> _EXERCISE BRIEF_
Where the word "bench" occurs in a line of the listing below, copy that line.
──────── DATASET EXTRACT ────────
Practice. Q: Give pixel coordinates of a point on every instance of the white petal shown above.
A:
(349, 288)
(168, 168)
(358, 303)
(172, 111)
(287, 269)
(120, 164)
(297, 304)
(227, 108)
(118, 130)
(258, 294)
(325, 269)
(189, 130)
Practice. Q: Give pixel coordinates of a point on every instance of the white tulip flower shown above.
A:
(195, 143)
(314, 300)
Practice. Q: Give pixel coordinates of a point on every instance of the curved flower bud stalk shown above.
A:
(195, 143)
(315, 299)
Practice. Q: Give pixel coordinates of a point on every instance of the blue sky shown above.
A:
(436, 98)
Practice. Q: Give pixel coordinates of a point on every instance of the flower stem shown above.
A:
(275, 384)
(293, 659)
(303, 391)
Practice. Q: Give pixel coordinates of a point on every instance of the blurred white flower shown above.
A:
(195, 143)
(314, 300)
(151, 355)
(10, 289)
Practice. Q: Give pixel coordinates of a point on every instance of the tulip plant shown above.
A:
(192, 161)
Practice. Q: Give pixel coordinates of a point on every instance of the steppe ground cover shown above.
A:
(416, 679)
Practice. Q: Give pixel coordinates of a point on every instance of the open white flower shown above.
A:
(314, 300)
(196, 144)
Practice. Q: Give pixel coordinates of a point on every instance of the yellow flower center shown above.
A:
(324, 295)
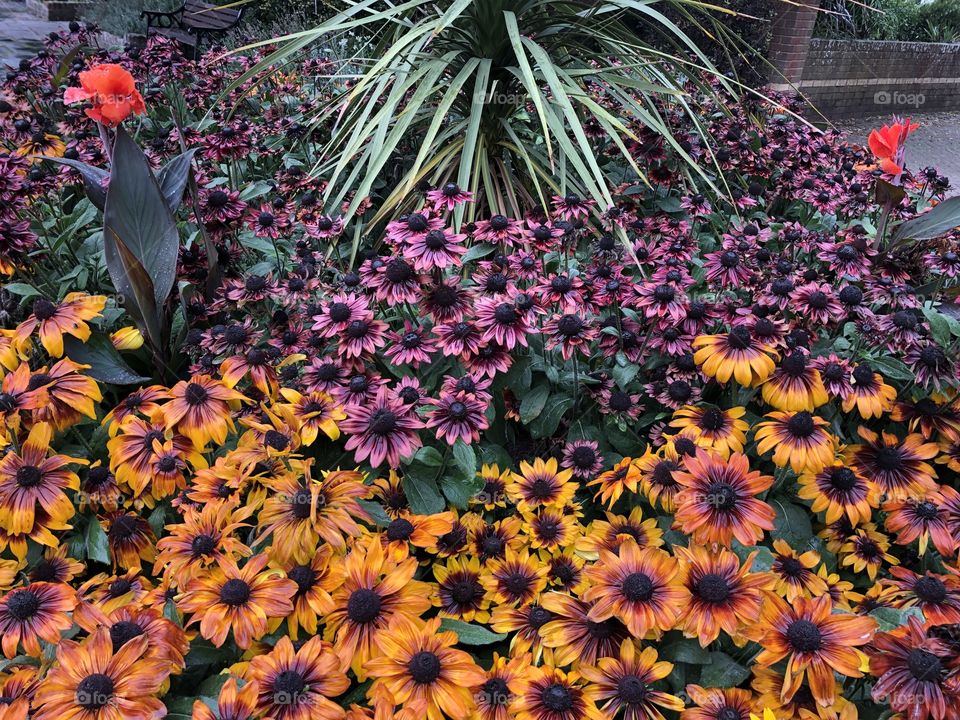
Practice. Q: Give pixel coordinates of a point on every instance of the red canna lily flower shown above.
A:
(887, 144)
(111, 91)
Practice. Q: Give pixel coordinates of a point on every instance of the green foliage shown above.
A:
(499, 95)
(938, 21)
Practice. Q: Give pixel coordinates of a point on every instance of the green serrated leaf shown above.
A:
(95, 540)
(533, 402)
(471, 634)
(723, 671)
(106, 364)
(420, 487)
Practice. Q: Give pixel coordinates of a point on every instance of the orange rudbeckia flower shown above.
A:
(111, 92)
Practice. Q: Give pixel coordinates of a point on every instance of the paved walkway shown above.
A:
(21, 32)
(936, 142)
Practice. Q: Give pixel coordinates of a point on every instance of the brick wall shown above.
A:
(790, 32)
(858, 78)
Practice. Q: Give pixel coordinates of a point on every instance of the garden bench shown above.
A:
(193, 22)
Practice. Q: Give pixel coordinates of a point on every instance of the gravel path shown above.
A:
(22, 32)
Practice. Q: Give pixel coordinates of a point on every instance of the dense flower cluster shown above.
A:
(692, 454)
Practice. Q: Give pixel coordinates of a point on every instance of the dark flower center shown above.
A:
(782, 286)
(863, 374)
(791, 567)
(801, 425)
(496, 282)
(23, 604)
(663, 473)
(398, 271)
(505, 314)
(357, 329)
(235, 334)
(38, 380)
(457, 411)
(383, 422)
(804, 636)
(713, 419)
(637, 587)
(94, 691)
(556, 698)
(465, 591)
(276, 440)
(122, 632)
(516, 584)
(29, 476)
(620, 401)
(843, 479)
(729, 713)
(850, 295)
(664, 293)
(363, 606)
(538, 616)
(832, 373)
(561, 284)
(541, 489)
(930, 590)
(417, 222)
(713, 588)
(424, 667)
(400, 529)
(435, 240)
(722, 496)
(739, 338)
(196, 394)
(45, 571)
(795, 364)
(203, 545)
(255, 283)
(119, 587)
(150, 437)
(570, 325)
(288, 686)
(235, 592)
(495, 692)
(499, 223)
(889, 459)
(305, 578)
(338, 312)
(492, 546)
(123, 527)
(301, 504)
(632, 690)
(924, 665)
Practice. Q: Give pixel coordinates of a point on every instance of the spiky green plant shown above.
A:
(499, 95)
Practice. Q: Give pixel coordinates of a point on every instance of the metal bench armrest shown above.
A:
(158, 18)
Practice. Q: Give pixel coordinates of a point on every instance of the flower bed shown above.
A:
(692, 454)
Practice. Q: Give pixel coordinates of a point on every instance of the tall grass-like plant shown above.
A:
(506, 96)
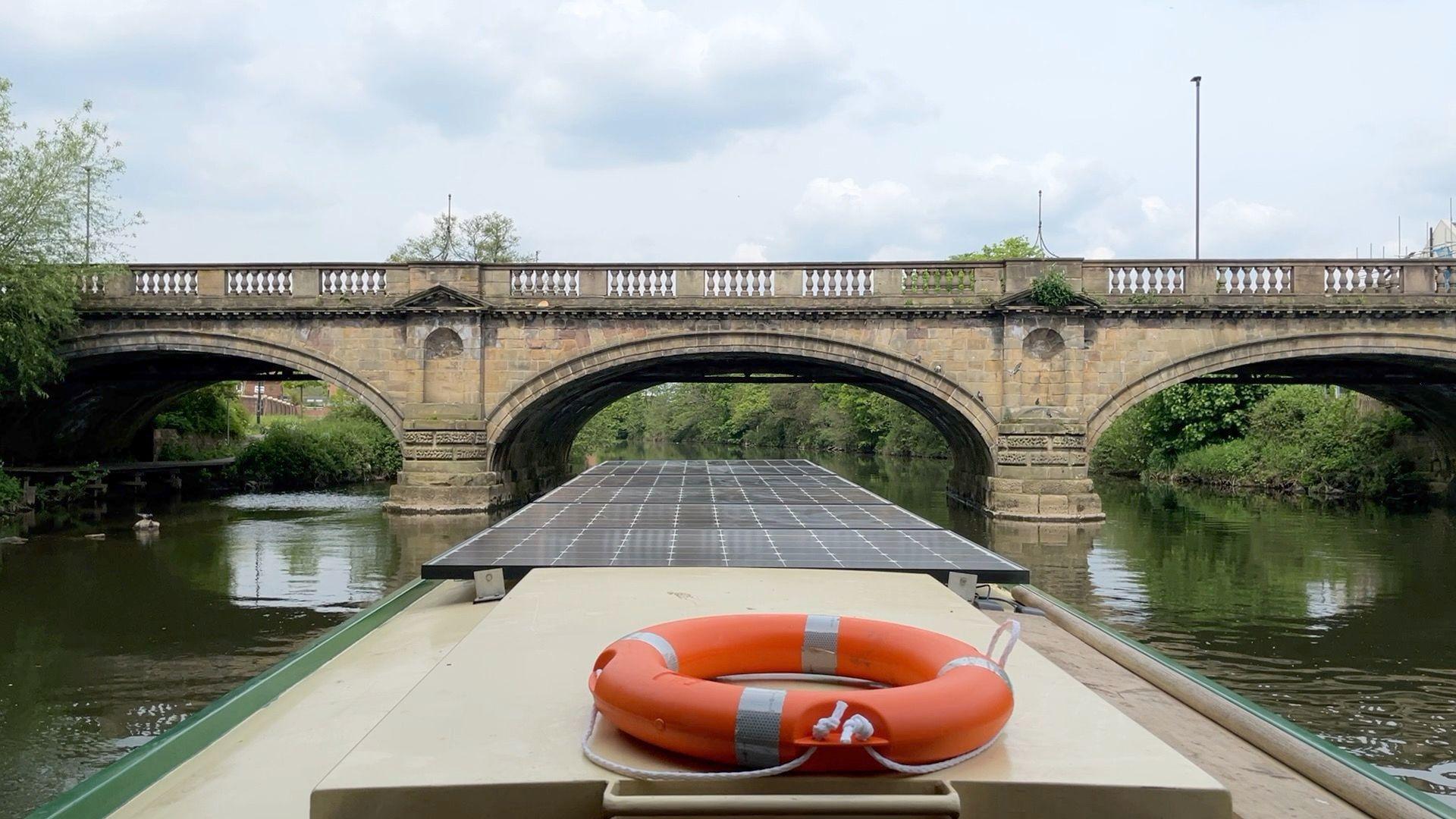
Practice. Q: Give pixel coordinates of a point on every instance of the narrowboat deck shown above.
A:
────────
──────── DATASET EXTRACT ────────
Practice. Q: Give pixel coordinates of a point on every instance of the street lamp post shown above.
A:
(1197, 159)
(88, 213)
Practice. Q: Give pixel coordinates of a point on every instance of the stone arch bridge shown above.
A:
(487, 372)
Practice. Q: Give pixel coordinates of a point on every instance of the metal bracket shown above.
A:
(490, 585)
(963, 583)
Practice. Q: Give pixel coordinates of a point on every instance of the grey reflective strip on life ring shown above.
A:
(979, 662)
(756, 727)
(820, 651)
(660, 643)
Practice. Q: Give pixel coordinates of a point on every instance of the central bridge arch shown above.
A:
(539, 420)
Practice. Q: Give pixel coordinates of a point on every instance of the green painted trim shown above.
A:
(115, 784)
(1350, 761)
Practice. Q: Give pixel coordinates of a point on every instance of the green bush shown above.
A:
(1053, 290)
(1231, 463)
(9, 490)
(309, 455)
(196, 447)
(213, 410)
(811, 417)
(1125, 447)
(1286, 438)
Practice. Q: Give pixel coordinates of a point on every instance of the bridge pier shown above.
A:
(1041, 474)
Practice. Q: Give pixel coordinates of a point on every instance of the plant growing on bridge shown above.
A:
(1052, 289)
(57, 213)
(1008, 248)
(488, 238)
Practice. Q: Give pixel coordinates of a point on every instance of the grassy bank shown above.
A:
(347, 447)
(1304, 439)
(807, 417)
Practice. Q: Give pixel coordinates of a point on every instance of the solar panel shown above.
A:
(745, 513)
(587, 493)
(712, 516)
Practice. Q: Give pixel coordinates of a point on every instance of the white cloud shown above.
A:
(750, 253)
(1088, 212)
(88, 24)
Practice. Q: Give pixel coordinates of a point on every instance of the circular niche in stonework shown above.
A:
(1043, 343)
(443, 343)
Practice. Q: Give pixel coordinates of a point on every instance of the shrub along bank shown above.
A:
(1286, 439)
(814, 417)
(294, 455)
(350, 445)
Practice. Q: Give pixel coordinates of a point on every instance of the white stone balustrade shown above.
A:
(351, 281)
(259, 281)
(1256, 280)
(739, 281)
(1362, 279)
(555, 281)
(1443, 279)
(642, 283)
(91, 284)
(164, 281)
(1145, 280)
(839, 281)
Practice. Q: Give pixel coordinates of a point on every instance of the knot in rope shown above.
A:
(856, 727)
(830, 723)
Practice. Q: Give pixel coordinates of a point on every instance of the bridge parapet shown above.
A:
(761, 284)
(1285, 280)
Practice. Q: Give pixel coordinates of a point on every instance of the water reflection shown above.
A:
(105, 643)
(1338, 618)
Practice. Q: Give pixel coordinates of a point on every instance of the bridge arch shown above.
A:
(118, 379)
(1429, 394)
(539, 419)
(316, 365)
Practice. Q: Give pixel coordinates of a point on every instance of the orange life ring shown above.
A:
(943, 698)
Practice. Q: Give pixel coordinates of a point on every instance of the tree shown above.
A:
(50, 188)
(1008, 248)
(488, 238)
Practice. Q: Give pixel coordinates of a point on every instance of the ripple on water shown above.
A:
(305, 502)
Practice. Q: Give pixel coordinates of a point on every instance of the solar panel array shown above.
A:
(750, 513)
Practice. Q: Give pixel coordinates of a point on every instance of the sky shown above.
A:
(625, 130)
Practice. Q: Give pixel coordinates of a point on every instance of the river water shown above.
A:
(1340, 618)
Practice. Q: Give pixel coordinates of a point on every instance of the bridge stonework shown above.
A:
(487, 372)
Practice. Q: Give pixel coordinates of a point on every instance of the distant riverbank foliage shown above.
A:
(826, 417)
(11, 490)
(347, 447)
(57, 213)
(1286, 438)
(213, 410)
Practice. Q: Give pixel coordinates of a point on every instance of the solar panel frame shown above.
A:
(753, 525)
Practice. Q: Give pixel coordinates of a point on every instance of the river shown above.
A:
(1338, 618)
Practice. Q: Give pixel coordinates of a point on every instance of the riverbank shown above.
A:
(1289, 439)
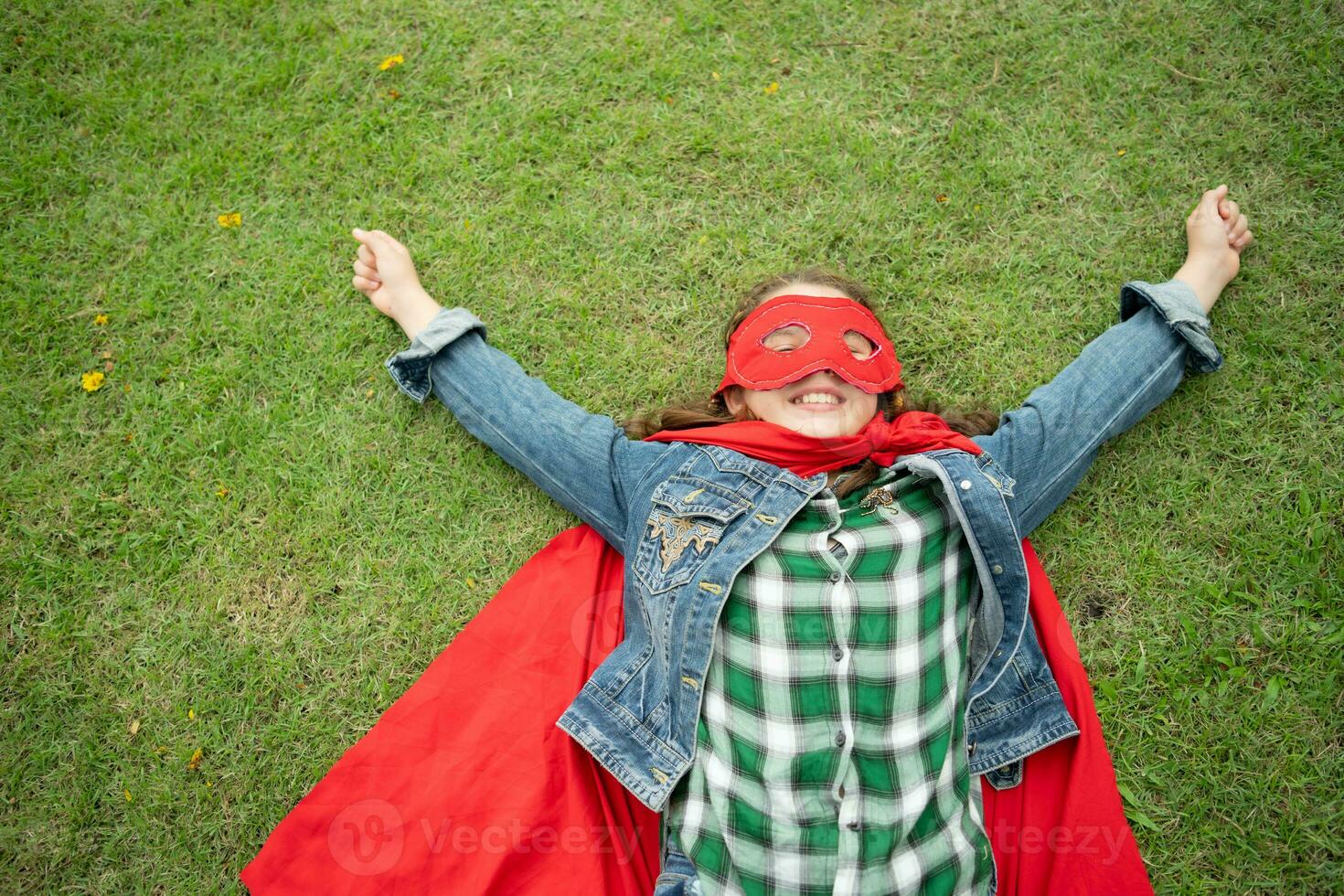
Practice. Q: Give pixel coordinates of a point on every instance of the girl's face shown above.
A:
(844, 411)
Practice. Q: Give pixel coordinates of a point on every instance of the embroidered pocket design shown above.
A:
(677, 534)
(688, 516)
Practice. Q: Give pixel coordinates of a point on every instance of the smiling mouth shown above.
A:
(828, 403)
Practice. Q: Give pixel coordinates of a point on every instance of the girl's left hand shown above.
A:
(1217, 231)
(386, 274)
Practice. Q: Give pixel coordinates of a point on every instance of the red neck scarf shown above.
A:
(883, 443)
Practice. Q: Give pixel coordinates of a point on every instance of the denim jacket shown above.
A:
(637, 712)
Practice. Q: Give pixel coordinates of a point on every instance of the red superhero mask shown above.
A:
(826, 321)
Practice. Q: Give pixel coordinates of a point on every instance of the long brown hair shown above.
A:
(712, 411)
────────
> _WRITTEN ANSWER_
Practice. Q: Give pixel coordinates of a point on every instance of the garden bench shown above.
Practice. Q: Give pixel coordinates of a point on every instance of the metal bench armrest shown above.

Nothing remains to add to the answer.